===== Dataset extract =====

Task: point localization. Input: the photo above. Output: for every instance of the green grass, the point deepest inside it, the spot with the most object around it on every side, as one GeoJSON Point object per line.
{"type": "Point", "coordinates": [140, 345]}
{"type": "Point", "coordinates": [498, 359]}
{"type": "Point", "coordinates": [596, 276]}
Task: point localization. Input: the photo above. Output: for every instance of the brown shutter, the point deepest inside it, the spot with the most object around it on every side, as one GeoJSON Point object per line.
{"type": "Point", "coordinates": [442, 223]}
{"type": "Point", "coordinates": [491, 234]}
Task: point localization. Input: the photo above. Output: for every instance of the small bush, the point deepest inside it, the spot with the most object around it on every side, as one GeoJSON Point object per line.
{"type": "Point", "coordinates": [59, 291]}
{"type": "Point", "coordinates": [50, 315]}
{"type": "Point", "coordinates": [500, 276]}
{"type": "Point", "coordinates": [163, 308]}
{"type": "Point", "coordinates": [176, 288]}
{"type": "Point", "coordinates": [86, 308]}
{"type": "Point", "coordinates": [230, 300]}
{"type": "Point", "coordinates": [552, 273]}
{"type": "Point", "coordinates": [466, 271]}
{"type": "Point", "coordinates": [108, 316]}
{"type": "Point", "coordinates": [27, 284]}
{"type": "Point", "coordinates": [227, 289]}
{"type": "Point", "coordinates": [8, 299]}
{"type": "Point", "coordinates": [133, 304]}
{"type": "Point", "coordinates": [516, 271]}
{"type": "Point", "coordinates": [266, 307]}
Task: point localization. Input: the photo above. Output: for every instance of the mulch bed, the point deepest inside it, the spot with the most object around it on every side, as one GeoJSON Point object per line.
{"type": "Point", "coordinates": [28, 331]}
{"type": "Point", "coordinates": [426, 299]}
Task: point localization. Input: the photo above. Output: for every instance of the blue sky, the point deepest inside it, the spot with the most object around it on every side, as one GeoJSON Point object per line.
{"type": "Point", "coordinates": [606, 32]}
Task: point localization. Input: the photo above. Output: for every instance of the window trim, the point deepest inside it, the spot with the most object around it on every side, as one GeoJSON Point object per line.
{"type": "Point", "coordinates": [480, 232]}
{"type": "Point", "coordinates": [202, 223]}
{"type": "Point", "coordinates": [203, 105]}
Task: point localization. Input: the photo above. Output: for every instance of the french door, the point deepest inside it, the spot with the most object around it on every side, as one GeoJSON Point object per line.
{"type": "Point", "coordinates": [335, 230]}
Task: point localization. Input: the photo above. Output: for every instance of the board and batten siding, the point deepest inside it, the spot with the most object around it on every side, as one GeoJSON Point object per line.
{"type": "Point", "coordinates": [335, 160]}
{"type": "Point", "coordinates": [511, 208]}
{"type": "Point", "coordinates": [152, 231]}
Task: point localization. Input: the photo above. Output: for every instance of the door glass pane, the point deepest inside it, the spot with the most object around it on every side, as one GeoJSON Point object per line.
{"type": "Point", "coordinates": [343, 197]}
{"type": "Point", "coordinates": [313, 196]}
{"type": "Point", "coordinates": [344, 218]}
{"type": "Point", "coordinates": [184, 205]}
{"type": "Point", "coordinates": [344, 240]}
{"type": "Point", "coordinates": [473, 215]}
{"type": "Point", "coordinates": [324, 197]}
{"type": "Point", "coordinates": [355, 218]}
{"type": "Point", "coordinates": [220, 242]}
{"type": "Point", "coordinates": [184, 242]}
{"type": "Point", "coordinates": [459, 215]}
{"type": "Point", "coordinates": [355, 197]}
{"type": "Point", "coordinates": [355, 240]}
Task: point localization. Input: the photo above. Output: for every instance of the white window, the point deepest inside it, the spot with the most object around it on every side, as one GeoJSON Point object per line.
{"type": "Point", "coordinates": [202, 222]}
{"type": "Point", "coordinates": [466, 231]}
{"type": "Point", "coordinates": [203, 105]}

=====

» Directions
The whole listing above needs to be written out exactly.

» Response to the exercise
Task: point localization. Input: the photo above. Output: for every instance of the green grass, the point deepest inside it, the spot with the most object around it on every side, as one GeoJSON Point object per line.
{"type": "Point", "coordinates": [140, 345]}
{"type": "Point", "coordinates": [498, 359]}
{"type": "Point", "coordinates": [596, 276]}
Task: point localization. Input: the photo above. Output: for every instance of the brown shutter, the point deepest inside it, the spot with the most object around it on every side, as one GeoJSON Point object per line.
{"type": "Point", "coordinates": [442, 223]}
{"type": "Point", "coordinates": [491, 234]}
Task: point localization. Input: the photo above. Output: for every instance of the small bush, the point deepest inside it, the spot with the most object around it on every side, as one GeoJSON Point object per line.
{"type": "Point", "coordinates": [59, 291]}
{"type": "Point", "coordinates": [50, 315]}
{"type": "Point", "coordinates": [500, 276]}
{"type": "Point", "coordinates": [163, 308]}
{"type": "Point", "coordinates": [176, 288]}
{"type": "Point", "coordinates": [86, 308]}
{"type": "Point", "coordinates": [230, 300]}
{"type": "Point", "coordinates": [552, 273]}
{"type": "Point", "coordinates": [466, 271]}
{"type": "Point", "coordinates": [108, 316]}
{"type": "Point", "coordinates": [27, 284]}
{"type": "Point", "coordinates": [227, 289]}
{"type": "Point", "coordinates": [8, 299]}
{"type": "Point", "coordinates": [133, 304]}
{"type": "Point", "coordinates": [516, 271]}
{"type": "Point", "coordinates": [266, 307]}
Task: point localization. Input: the photo above. Output: for every instance of the mulch bed, the point deepest inside it, the spot with the most object around it on every side, as one GeoJSON Point object per line.
{"type": "Point", "coordinates": [28, 331]}
{"type": "Point", "coordinates": [426, 299]}
Task: point localization. Input: the photo above. Output: for every instance of the blue sky, the point deepest inside it, the spot with the most object around it on every side, as one GeoJSON Point object per line.
{"type": "Point", "coordinates": [606, 32]}
Task: point localization. Input: the photo above. Output: for every instance of the window trim, the point deepest inside it, the spot with the most object around it on every side, as one GeoJSON Point object per line.
{"type": "Point", "coordinates": [480, 232]}
{"type": "Point", "coordinates": [202, 223]}
{"type": "Point", "coordinates": [203, 105]}
Task: point localization. Input: the photo above. Output: for every instance of the french door, the point deepest inside it, the spot with the most object around it on every side, as one GeoJSON Point object per line.
{"type": "Point", "coordinates": [335, 230]}
Task: point localization. Input: the photo above. Output: for every instance of the board and batten siding, the point deepest inside it, the spot with the most object around it on every side, as one GeoJSON Point object per line.
{"type": "Point", "coordinates": [335, 160]}
{"type": "Point", "coordinates": [511, 208]}
{"type": "Point", "coordinates": [152, 231]}
Task: point localization. Input: the photo above. Output: for every instance of the door glass pane, the point deepest inside it, the spot with the most object around it on every side, as one GeoJSON Point object per line.
{"type": "Point", "coordinates": [343, 197]}
{"type": "Point", "coordinates": [313, 196]}
{"type": "Point", "coordinates": [344, 218]}
{"type": "Point", "coordinates": [184, 205]}
{"type": "Point", "coordinates": [344, 240]}
{"type": "Point", "coordinates": [473, 215]}
{"type": "Point", "coordinates": [324, 197]}
{"type": "Point", "coordinates": [355, 218]}
{"type": "Point", "coordinates": [220, 242]}
{"type": "Point", "coordinates": [184, 242]}
{"type": "Point", "coordinates": [459, 215]}
{"type": "Point", "coordinates": [355, 197]}
{"type": "Point", "coordinates": [355, 240]}
Task: point localization. Input: the photo above. Output: for every instance of the white window, the point deepest inside it, the spot with the most object around it on every side, as one GeoJSON Point object per line.
{"type": "Point", "coordinates": [202, 222]}
{"type": "Point", "coordinates": [466, 231]}
{"type": "Point", "coordinates": [203, 105]}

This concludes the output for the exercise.